05/07/2007

"Neste momento ninguém saberá dizer quem governa Lisboa"

In Público (5/7/2007)
Ana Henriques

«É preciso inventar uma nova forma de administrar a cidade, o que passa por alterar as relações entre aqueles que a governam e os cidadãos

A presidente da comissão administrativa que governa a Câmara de Lisboa até às eleições, Marina Ferreira, pôs ontem em causa as comparações do estudo de João Seixas entre Lisboa e outras capitais europeias no

que respeita ao ratio entre o número de funcionários das respectivas câmaras e os habitantes e pessoas ali empregadas. Lisboa aparece com maior número de funcionários por habitante/empregado. Marina Ferreira diz que investigador comparou realidades que não são comparáveis. João Seixas discorda: "São é de facto realidades diferentes, porque umas câmaras já se modernizaram mais do que outras".
Investigador defende ser fundamental o aumento da participação cívica em Lisboa e a reforma da autarquia
a Autor de uma tese de doutoramento sobre a governação de Lisboa apresentada na Universidade Autónoma de Barcelona há dois meses, João Seixas é formado em Geografia Urbana e Sociologia do Território. Conhece a Câmara de Lisboa por dentro, porque exerceu nela funções de consultoria durante dois anos.

Linhas fornecidas:
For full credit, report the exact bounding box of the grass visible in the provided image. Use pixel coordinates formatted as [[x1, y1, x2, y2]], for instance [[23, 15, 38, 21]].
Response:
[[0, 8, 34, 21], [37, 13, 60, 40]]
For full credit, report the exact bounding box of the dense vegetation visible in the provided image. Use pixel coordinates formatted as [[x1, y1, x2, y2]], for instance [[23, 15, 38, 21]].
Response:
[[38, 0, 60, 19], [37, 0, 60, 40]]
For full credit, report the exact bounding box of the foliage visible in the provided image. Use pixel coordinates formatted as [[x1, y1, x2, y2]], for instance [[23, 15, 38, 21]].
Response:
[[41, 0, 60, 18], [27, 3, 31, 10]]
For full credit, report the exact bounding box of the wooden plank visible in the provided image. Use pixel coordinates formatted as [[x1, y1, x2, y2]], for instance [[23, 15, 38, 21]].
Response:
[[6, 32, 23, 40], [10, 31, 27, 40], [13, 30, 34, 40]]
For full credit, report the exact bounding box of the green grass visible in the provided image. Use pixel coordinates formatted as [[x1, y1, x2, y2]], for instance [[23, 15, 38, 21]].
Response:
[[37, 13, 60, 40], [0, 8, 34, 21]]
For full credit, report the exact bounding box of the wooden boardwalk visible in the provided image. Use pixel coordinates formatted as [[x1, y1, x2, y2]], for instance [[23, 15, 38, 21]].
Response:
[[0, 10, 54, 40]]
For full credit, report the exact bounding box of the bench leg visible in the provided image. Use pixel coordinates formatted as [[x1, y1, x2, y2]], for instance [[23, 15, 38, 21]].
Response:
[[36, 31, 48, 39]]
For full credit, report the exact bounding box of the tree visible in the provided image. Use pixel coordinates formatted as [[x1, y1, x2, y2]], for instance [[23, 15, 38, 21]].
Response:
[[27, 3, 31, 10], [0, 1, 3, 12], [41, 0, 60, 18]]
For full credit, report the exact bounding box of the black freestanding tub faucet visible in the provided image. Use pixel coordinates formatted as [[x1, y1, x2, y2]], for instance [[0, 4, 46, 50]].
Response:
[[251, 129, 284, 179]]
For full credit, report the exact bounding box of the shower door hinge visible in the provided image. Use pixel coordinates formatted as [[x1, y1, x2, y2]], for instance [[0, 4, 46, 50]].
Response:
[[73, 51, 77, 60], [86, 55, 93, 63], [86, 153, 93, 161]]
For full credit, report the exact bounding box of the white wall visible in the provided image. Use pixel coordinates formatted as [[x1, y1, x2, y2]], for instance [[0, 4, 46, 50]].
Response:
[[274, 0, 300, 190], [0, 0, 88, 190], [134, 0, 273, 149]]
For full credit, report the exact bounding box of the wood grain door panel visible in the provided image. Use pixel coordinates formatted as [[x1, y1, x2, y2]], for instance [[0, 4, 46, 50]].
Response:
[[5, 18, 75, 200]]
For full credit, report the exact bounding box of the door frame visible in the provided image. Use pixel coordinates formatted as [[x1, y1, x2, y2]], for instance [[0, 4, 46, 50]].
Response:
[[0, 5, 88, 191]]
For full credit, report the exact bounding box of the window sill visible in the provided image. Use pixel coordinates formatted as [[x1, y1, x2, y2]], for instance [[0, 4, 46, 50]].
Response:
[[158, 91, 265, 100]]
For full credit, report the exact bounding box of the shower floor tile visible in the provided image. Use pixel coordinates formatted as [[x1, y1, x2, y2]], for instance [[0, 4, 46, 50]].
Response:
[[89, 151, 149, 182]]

Exercício escrito A:
Reproduza o trecho da fonte que começa em "que respeita ao" e continua até "durante dois anos.".
Exercício escrito B:
Nas linhas fornecidas, do início até à linha que contém "[[37, 13, 60, 40], [0, 8, 34, 21]]", inclusive, troque "Response" por "Answer" sem mudar mais nada. Apresente apenas essas linhas.
A fonte e as linhas provêm de origens distintas.

Resposta escrita A:
que respeita ao ratio entre o número de funcionários das respectivas câmaras e os habitantes e pessoas ali empregadas. Lisboa aparece com maior número de funcionários por habitante/empregado. Marina Ferreira diz que investigador comparou realidades que não são comparáveis. João Seixas discorda: "São é de facto realidades diferentes, porque umas câmaras já se modernizaram mais do que outras".
Investigador defende ser fundamental o aumento da participação cívica em Lisboa e a reforma da autarquia
a Autor de uma tese de doutoramento sobre a governação de Lisboa apresentada na Universidade Autónoma de Barcelona há dois meses, João Seixas é formado em Geografia Urbana e Sociologia do Território. Conhece a Câmara de Lisboa por dentro, porque exerceu nela funções de consultoria durante dois anos.

Resposta escrita B:
For full credit, report the exact bounding box of the grass visible in the provided image. Use pixel coordinates formatted as [[x1, y1, x2, y2]], for instance [[23, 15, 38, 21]].
Answer:
[[0, 8, 34, 21], [37, 13, 60, 40]]
For full credit, report the exact bounding box of the dense vegetation visible in the provided image. Use pixel coordinates formatted as [[x1, y1, x2, y2]], for instance [[23, 15, 38, 21]].
Answer:
[[38, 0, 60, 19], [37, 0, 60, 40]]
For full credit, report the exact bounding box of the foliage visible in the provided image. Use pixel coordinates formatted as [[x1, y1, x2, y2]], for instance [[23, 15, 38, 21]].
Answer:
[[41, 0, 60, 18], [27, 3, 31, 10]]
For full credit, report the exact bounding box of the wooden plank visible in the provided image. Use pixel coordinates formatted as [[x1, y1, x2, y2]], for instance [[23, 15, 38, 21]].
Answer:
[[6, 32, 23, 40], [10, 31, 27, 40], [13, 30, 34, 40]]
For full credit, report the exact bounding box of the green grass visible in the provided image. Use pixel coordinates formatted as [[x1, y1, x2, y2]], for instance [[23, 15, 38, 21]].
Answer:
[[37, 13, 60, 40], [0, 8, 34, 21]]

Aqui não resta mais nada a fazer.